**Entries supplied**:
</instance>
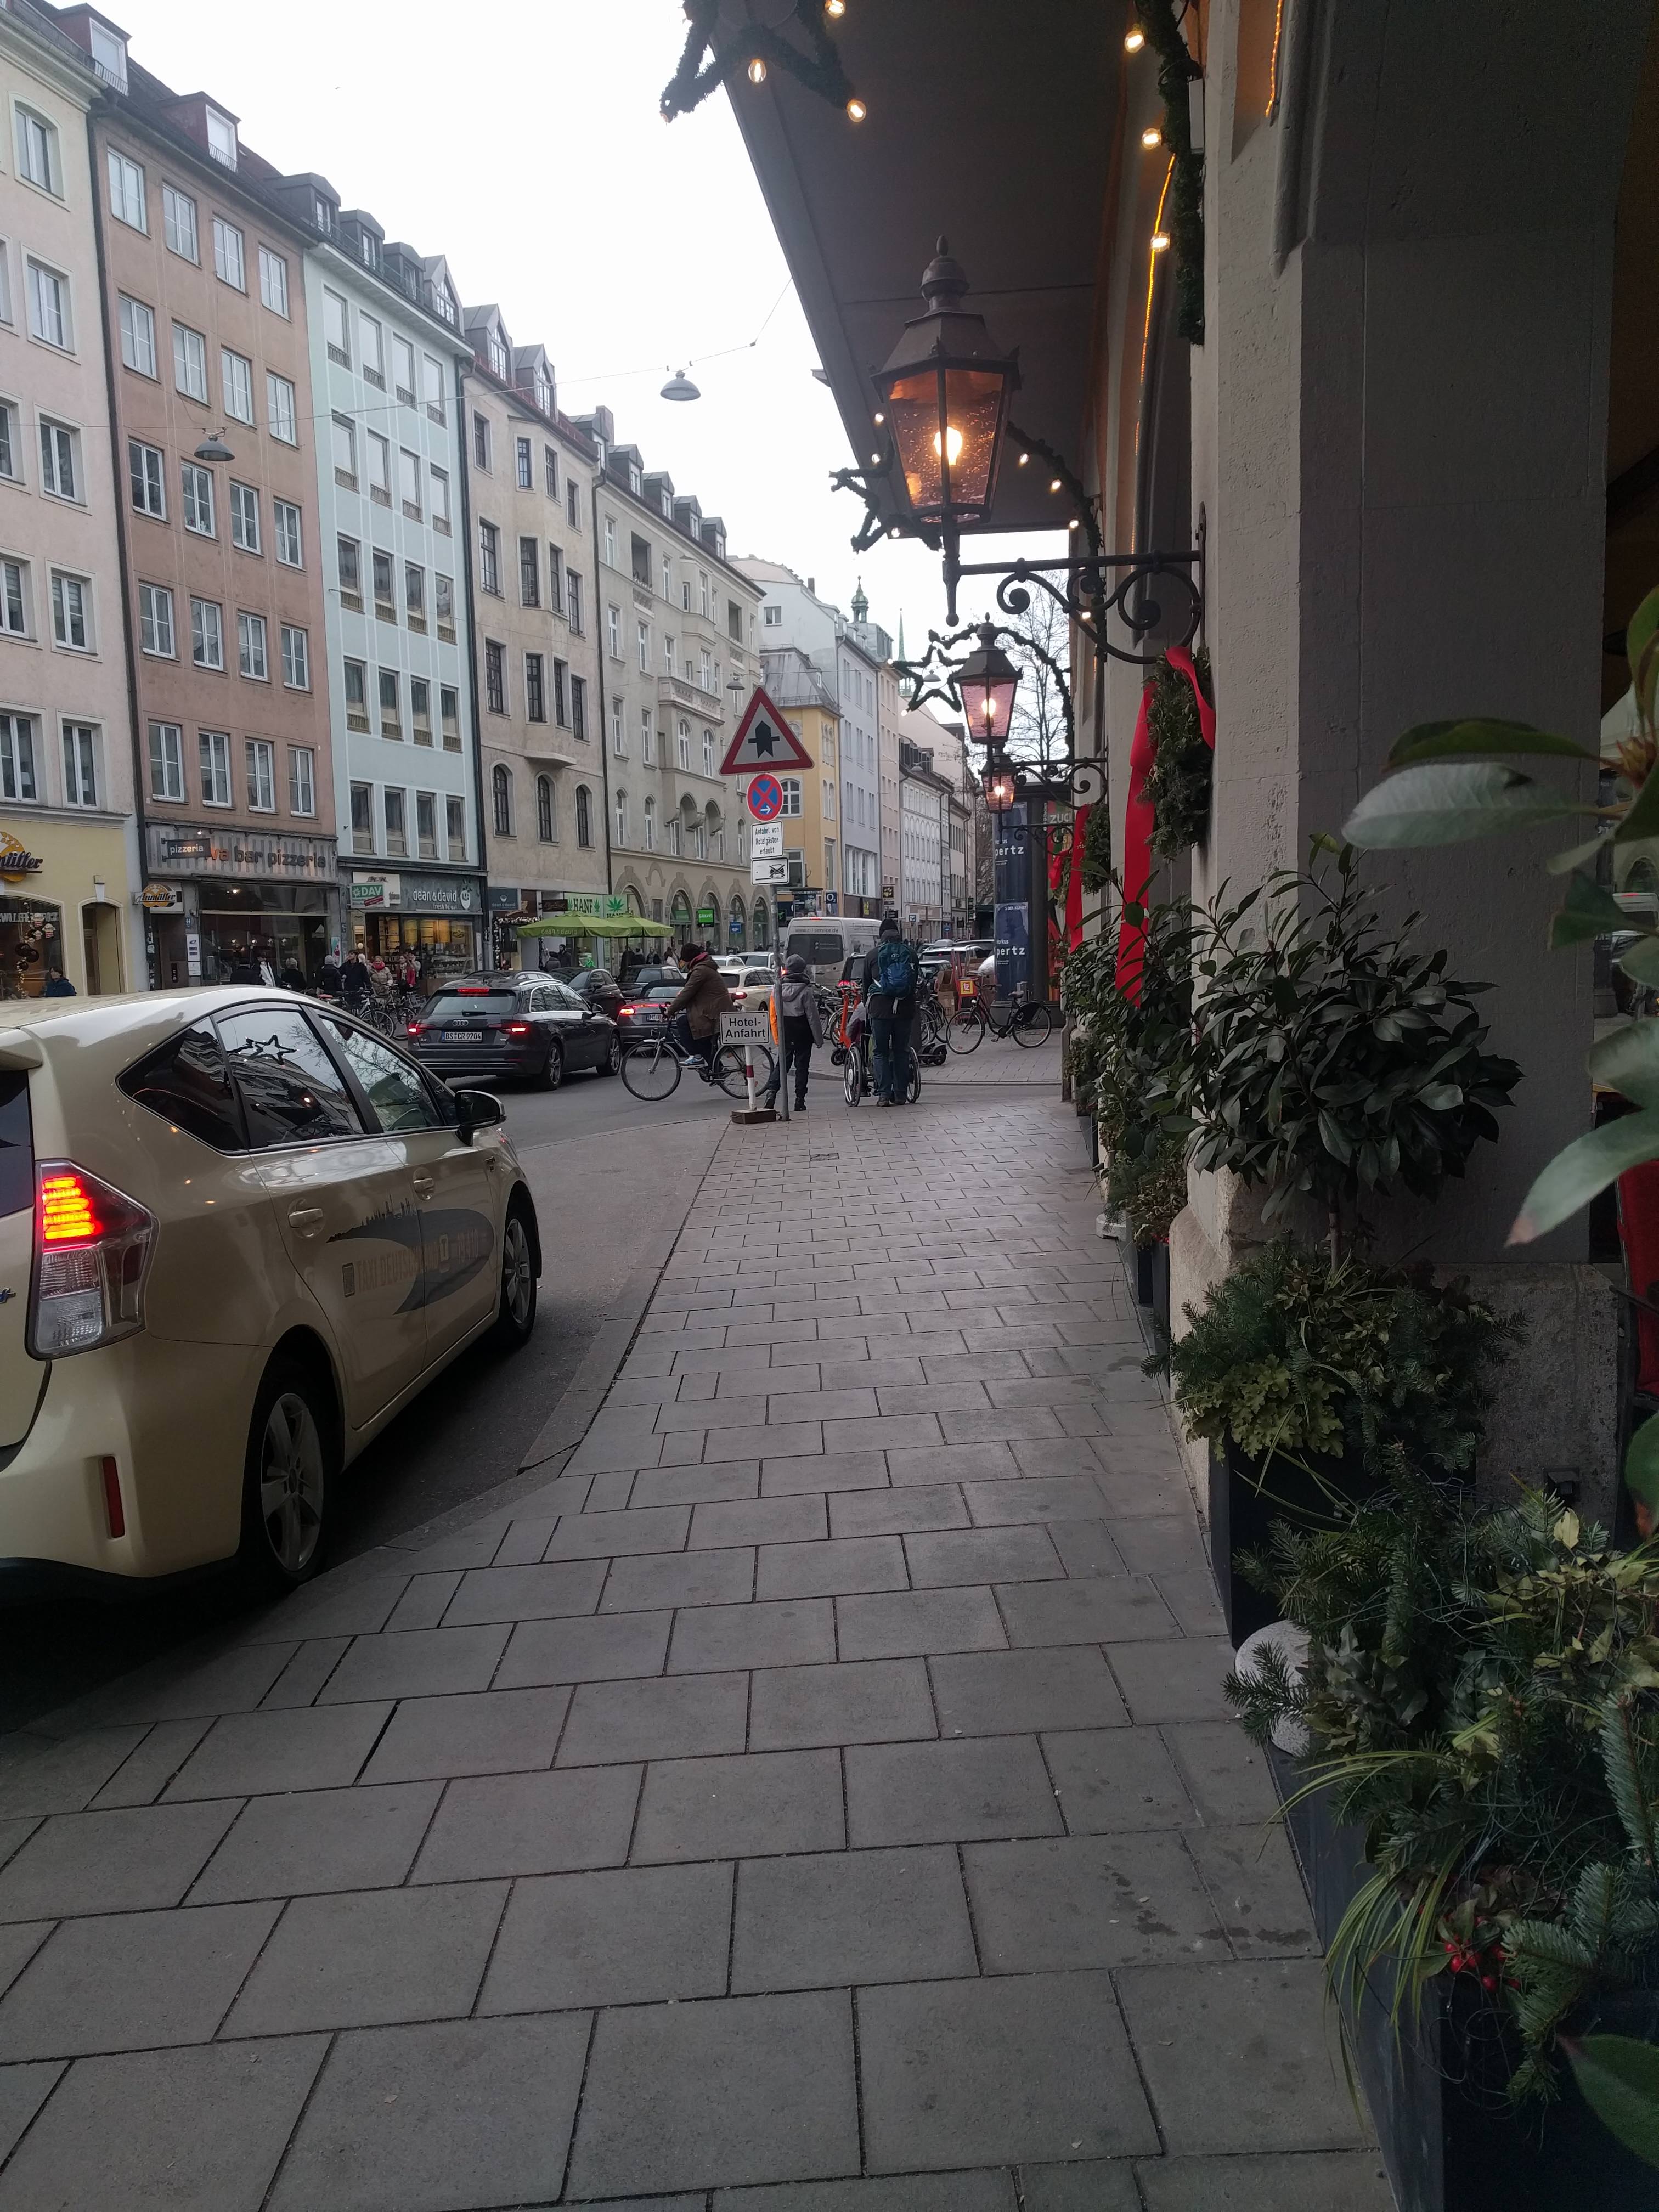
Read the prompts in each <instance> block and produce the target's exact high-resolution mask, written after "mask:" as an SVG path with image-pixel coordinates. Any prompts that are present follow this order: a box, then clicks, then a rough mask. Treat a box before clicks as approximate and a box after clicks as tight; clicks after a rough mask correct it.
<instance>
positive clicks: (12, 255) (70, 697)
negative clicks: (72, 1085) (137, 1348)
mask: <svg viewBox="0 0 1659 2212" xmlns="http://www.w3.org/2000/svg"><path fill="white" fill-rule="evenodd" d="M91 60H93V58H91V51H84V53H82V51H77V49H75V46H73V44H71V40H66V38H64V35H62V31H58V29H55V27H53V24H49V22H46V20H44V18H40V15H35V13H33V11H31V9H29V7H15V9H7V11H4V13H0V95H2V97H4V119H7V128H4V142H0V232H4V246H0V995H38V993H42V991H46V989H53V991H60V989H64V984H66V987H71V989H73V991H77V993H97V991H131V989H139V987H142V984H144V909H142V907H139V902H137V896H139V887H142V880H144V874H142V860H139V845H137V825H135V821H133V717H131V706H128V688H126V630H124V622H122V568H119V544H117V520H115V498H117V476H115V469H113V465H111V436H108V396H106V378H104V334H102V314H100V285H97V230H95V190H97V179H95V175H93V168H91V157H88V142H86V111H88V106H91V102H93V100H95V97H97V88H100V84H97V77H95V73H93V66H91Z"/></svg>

**What the task requires**:
From the first line of the entries above down to the line holding "positive clicks: (12, 255) (70, 697)", quote each line exactly and nothing else, skipping pictures.

**Finished exercise**:
</instance>
Read the prompts in each <instance> block and produce the target's exact high-resolution mask, written after "mask:" as an SVG path with image-pixel coordinates. Any prompts that are present follow this order: a box, then clicks, then a rough mask. Treat a box before clicks as approximate and a box after clicks as tight; clicks after a rough mask correct it.
<instance>
positive clicks: (12, 255) (70, 697)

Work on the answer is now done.